● THE PROBLEM
Return all lines from the rows below that contain the word "every", copying each one in full.

* START AVAILABLE DATA *

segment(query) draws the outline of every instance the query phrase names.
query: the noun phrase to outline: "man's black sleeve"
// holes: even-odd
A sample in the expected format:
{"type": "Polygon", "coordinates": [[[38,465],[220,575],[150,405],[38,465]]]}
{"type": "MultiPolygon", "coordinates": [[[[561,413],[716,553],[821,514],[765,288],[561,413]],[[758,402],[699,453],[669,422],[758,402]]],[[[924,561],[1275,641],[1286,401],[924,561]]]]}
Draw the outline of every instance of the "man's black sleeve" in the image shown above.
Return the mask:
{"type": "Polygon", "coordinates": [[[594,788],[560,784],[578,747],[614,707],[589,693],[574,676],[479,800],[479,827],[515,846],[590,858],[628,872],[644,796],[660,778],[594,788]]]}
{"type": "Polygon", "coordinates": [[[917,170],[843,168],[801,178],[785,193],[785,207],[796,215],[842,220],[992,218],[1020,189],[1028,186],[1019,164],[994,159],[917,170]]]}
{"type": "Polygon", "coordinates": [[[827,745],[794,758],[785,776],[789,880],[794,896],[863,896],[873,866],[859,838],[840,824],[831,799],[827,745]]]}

* END AVAILABLE DATA *
* START AVAILABLE DATA *

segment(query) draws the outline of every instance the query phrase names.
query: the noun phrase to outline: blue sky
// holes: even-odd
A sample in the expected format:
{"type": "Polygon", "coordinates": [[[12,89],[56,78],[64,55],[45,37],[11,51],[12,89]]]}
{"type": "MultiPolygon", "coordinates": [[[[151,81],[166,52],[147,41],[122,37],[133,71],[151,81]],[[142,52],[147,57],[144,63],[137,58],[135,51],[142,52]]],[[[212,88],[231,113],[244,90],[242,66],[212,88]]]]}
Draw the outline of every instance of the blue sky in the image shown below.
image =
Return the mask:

* END AVAILABLE DATA *

● ANSWER TO THE PROBLEM
segment(query) draws the outline of every instance the query phrase names.
Draw the outline of every instance of the "man's black sleeve" in the image shown above.
segment(query) draws the outline of every instance the query phrase names.
Draw the outline of every instance of the blue sky in the image shown below.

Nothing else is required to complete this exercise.